Set down the entries once more exactly as they were written.

━━ Records shown

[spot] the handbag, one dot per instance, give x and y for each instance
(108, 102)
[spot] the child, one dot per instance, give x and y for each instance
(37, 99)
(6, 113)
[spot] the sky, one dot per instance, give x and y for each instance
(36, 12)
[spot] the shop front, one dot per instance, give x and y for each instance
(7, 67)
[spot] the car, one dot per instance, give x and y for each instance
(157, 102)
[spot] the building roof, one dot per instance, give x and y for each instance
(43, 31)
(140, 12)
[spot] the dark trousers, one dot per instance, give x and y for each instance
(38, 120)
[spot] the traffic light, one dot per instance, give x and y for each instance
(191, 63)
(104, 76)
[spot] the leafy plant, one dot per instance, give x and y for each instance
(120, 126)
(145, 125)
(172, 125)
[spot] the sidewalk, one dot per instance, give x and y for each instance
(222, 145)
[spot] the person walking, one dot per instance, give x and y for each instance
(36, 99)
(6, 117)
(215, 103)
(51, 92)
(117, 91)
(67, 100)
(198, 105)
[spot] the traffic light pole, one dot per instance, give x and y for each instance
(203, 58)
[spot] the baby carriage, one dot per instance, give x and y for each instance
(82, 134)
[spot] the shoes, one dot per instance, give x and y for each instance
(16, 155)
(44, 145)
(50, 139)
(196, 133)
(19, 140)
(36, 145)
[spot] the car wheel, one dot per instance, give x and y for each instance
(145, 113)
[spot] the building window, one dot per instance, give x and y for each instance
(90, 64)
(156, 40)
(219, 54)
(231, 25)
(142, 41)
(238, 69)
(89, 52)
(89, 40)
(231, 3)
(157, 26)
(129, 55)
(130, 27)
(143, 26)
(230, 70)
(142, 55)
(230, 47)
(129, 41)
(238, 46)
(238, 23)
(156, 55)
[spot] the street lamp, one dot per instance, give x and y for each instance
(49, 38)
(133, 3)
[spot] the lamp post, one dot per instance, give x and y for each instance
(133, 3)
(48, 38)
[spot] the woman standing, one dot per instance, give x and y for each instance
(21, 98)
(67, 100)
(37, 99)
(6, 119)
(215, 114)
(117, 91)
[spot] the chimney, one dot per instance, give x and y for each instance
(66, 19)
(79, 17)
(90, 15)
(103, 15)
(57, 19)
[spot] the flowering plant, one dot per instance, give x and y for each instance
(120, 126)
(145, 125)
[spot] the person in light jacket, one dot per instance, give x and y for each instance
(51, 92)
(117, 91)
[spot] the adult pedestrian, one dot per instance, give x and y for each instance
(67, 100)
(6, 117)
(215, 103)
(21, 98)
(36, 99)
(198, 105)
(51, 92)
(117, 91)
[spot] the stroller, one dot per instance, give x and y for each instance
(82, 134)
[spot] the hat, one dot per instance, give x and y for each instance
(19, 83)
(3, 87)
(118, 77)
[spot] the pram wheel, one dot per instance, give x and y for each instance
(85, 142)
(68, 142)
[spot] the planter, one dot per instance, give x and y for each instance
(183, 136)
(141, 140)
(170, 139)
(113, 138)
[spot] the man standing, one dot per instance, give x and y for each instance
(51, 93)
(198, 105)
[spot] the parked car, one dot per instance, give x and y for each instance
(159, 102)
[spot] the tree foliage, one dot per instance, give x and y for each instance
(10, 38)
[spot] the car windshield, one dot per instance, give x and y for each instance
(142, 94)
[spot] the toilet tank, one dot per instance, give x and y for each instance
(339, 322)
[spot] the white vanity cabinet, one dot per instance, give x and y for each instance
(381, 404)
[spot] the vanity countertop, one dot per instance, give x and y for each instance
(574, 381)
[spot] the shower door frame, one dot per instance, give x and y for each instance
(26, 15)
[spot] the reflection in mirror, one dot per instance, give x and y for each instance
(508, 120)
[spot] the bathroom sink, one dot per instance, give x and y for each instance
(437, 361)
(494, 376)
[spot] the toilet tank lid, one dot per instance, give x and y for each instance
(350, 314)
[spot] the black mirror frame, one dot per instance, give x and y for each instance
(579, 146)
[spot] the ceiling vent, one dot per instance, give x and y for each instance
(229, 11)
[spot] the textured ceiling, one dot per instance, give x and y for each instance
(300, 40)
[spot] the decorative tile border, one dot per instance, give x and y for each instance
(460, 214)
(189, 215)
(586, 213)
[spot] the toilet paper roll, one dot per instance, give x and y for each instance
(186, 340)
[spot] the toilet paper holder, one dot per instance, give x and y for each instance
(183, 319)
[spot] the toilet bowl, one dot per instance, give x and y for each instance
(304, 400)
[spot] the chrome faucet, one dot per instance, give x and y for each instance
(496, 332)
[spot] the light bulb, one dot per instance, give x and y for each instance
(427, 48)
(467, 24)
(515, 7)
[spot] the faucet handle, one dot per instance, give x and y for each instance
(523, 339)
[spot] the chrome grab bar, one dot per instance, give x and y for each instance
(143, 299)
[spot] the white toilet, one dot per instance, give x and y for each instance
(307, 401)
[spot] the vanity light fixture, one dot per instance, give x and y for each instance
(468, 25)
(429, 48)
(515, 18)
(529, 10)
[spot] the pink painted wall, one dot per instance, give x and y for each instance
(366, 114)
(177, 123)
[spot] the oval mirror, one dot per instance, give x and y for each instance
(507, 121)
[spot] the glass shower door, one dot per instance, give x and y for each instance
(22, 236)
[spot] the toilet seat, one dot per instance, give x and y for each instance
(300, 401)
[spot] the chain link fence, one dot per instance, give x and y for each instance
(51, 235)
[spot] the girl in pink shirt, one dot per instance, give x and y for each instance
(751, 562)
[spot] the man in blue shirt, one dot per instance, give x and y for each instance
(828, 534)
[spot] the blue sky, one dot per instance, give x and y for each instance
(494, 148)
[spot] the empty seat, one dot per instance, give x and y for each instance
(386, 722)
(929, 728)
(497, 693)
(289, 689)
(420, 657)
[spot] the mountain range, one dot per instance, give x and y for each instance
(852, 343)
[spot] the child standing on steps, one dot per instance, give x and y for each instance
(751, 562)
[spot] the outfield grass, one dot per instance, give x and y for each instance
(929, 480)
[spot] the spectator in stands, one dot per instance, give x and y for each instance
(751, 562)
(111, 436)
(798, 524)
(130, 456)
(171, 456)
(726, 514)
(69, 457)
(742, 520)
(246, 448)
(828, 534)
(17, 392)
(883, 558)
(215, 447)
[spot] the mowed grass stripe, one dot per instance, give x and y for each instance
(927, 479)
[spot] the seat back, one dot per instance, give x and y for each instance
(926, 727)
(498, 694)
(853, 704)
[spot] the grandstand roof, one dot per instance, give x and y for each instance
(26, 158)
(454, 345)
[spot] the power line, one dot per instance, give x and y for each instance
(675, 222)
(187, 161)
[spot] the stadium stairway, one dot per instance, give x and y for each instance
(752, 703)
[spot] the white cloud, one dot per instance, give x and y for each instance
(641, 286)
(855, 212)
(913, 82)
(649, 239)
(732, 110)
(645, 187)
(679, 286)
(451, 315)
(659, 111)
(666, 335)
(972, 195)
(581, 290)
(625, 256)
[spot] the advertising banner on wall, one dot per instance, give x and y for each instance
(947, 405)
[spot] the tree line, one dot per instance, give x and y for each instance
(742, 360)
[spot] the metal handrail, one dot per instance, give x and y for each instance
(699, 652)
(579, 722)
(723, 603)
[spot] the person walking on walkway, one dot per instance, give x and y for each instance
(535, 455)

━━━━

Answer to the problem:
[spot] the handbag, one dot per instance, give x and y for each instance
(108, 102)
[spot] the child, one dot per instance, give x and y for each instance
(37, 99)
(6, 113)
[spot] the sky, one dot per instance, give x and y for each instance
(36, 12)
[spot] the shop front, one dot per instance, give x and y for each instance
(7, 67)
[spot] the car, one dot per instance, give x and y for each instance
(157, 102)
[spot] the building roof, one dot per instance, give x and y for each instance
(43, 31)
(140, 12)
[spot] the dark trousers, one dot per instance, give x and y for each instance
(38, 120)
[spot] the traffic light, one dot per instance, give x and y for each instance
(191, 63)
(104, 76)
[spot] the leafy plant, one dot per instance, give x and y for each instance
(120, 126)
(145, 125)
(172, 125)
[spot] the sidewalk, one dot per instance, give x and y for each instance
(222, 145)
[spot] the person walking, one dot per instance, give x and y for each instance
(36, 99)
(6, 117)
(215, 103)
(51, 92)
(117, 91)
(67, 100)
(198, 105)
[spot] the traffic light pole, one dot per instance, give x and y for each instance
(203, 58)
[spot] the baby carriage, one dot per instance, give x and y for each instance
(82, 134)
[spot] the shoes, one dot per instance, give x and y for each instance
(16, 155)
(44, 145)
(50, 139)
(196, 133)
(19, 140)
(36, 145)
[spot] the car wheel, one dot per instance, give x and y for each instance
(145, 113)
[spot] the building window, one dot per instance, give x and y for each instance
(90, 64)
(156, 40)
(219, 54)
(231, 25)
(142, 41)
(238, 69)
(89, 52)
(89, 40)
(231, 3)
(157, 26)
(129, 55)
(130, 27)
(143, 26)
(230, 70)
(142, 55)
(230, 47)
(129, 41)
(238, 46)
(238, 23)
(156, 55)
[spot] the street lamp, one dot per instance, give x and y for each instance
(49, 38)
(133, 3)
[spot] the lamp post, one dot per instance, give x and y for each instance
(133, 3)
(48, 38)
[spot] the woman standing, one dot per instance, give x and y for each instance
(21, 98)
(67, 100)
(37, 99)
(6, 119)
(215, 114)
(117, 91)
[spot] the chimney, one dot per instance, give x and y for each instance
(66, 19)
(79, 17)
(90, 15)
(103, 15)
(57, 19)
[spot] the flowering plant, one dot per instance, give x and y for each instance
(120, 126)
(145, 125)
[spot] the person in light jacket, one dot per instance, give x and y for each instance
(51, 92)
(117, 91)
[spot] the adult pedestrian, one dot per instance, give x and y for each instance
(67, 100)
(6, 117)
(215, 103)
(21, 98)
(36, 99)
(198, 105)
(51, 92)
(117, 91)
[spot] the stroller, one dot per instance, give x and y for each instance
(82, 134)
[spot] the hat, one dot per instance, give x and y for each instance
(19, 83)
(3, 87)
(118, 77)
[spot] the pram wheel, one dot per instance, give x and y for each instance
(85, 142)
(68, 142)
[spot] the planter, one dot per instance, give x and y for each instance
(183, 136)
(141, 140)
(170, 139)
(113, 138)
[spot] the man standing, one dot per instance, give x and y for each instance
(51, 93)
(198, 105)
[spot] the parked car, one dot per instance, give x and y for each instance
(159, 102)
[spot] the tree foliage, one dot per instance, give x and y for each instance
(10, 38)
[spot] the car windshield, one dot per instance, give x and y for each instance
(142, 94)
[spot] the toilet tank, one dot per instance, give x and y for each instance
(339, 322)
[spot] the white vanity cabinet, one dot per instance, give x and y for each instance
(381, 404)
[spot] the vanity countertop, one dot per instance, give x and y for each instance
(574, 381)
[spot] the shower door frame, one dot per instance, give x and y for each instance
(26, 15)
[spot] the reflection in mirror, one dot per instance, give x and y for each instance
(508, 120)
[spot] the bathroom sink, one dot per instance, give x and y for each instance
(437, 361)
(494, 376)
[spot] the toilet tank lid, one dot per instance, give x and y for each instance
(350, 314)
[spot] the black mirror frame, one dot per instance, give x and y for each instance
(579, 146)
[spot] the ceiling vent, one dot per instance, give x and y for each instance
(229, 11)
[spot] the textured ceiling, one dot per instance, give x and y for each instance
(300, 40)
[spot] the decorative tile border, one dot per instance, give x and y for each instance
(460, 214)
(189, 215)
(586, 213)
[spot] the toilet paper roll, one dot per instance, give x and y for each instance
(186, 340)
[spot] the toilet paper holder, one dot per instance, give x and y for each instance
(183, 319)
[spot] the toilet bowl, one dot per instance, give x and y for each instance
(304, 400)
[spot] the chrome faucet, one dot per instance, give x and y for each instance
(496, 332)
[spot] the light bulb, one dot per instance, give x and y for each instance
(427, 48)
(467, 24)
(515, 7)
[spot] the faucet handle, one dot per instance, give x and y for each instance
(523, 339)
[spot] the chrome grab bar, one dot per instance, give x and y for each instance
(143, 299)
[spot] the white toilet, one dot per instance, give x and y for each instance
(307, 401)
[spot] the vanity light fixture, one dot per instance, give x and y for each instance
(468, 25)
(429, 48)
(515, 18)
(529, 10)
[spot] the pink painted wall, one dot per instance, give x and y for each instance
(366, 114)
(177, 123)
[spot] the oval mirror, one dot per instance, give x and y for each instance
(507, 121)
[spot] the glass shower door, one dot per instance, give x and y for each instance
(22, 236)
[spot] the toilet seat, one dot per instance, give x and y for each instance
(300, 401)
[spot] the chain link fence, one dot per instance, give x and y for each instance
(51, 235)
[spot] the girl in pink shirt, one dot per instance, give x and y for each instance
(751, 562)
[spot] the man in blue shirt, one dot per instance, give x and y for each instance
(828, 534)
[spot] the blue sky, one dot per instance, give x and y for each instance
(494, 148)
[spot] the empty seat, one dot per instance, give x and y for each instance
(386, 722)
(929, 728)
(497, 693)
(289, 689)
(420, 657)
[spot] the mountain range, one dot per instance, give x and y for each instance
(852, 343)
[spot] the child standing on steps, one dot per instance, give x and y for each instance
(751, 562)
[spot] the outfield grass, one dot per instance, give x and y for each instance
(929, 480)
[spot] the spectator in stands, one dot per instance, give x and y for each instance
(751, 562)
(111, 436)
(798, 524)
(130, 456)
(171, 456)
(726, 514)
(69, 457)
(742, 520)
(246, 448)
(828, 534)
(17, 392)
(883, 558)
(215, 447)
[spot] the mowed grass stripe, one dot per instance, give x and y for each instance
(927, 479)
[spot] the seat back, one dot per instance, give x and y for each instance
(926, 727)
(498, 694)
(853, 704)
[spot] the grandstand roof, one dot per instance, give x and y for each instance
(26, 158)
(454, 345)
[spot] the power line, one dot per instance, give x and y for each instance
(675, 222)
(187, 161)
[spot] the stadium stairway, one dot per instance, give x and y for each instance
(752, 703)
[spot] the white cloud, one dot per instance, give x and y for each instance
(641, 286)
(855, 212)
(913, 82)
(649, 239)
(732, 110)
(645, 187)
(679, 286)
(451, 315)
(659, 111)
(666, 335)
(972, 195)
(581, 290)
(625, 256)
[spot] the advertising banner on wall, one dot per instance, give x and y for each instance
(947, 405)
[spot] the tree line, one dot per instance, give x and y for each instance
(742, 360)
[spot] the metal handrail, one dot per instance, give x and y for each instance
(699, 652)
(579, 722)
(723, 603)
[spot] the person walking on walkway, one dot per instance, give x and y for each instance
(535, 455)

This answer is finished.